* **Objective**: Pick out every line in the records below that contains the string "street" and copy each one. Matching is case-sensitive.

* **Given records**:
start

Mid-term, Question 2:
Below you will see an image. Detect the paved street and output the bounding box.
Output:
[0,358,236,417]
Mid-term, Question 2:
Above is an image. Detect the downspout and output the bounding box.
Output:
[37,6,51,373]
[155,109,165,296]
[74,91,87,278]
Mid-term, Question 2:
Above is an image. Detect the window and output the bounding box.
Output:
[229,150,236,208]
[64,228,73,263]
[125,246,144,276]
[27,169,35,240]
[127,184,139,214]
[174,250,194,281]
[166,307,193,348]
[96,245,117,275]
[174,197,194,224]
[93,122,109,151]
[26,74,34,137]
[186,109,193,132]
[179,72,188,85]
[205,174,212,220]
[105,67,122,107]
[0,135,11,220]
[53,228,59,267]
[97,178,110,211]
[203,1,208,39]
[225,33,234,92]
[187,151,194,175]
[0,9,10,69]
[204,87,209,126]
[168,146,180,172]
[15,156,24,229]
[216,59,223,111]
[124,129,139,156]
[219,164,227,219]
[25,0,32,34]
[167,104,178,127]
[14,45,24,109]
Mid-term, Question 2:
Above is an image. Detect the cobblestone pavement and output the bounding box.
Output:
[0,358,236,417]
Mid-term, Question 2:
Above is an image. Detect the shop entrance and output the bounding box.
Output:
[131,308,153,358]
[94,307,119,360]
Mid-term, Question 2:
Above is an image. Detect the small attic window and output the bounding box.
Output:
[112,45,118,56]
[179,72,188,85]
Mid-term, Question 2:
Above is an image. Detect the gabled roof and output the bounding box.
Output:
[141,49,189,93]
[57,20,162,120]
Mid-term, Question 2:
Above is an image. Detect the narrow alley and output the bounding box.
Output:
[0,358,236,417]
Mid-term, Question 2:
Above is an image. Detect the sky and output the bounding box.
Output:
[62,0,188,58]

end
start

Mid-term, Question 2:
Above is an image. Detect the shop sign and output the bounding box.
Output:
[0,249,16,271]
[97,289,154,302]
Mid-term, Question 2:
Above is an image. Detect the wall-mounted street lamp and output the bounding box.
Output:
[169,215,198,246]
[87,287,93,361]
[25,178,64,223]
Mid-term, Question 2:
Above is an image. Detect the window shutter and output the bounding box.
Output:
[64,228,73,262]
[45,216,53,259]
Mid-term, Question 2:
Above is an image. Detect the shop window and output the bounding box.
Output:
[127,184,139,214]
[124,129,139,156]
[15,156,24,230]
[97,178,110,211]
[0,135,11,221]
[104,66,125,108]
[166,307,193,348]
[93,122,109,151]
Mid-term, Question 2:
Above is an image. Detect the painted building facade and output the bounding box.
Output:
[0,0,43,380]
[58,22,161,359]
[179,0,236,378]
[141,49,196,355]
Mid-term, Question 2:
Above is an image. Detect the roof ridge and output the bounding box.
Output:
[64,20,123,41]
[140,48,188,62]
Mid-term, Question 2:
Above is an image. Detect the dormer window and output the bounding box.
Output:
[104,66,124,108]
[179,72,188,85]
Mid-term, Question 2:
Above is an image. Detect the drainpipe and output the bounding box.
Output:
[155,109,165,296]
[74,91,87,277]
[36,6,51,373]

end

* **Final answer**:
Below you will see an image. Detect the paved street and output the bounding box.
Above is an image. Detect the wall-mounted street lamp and output the bounding box.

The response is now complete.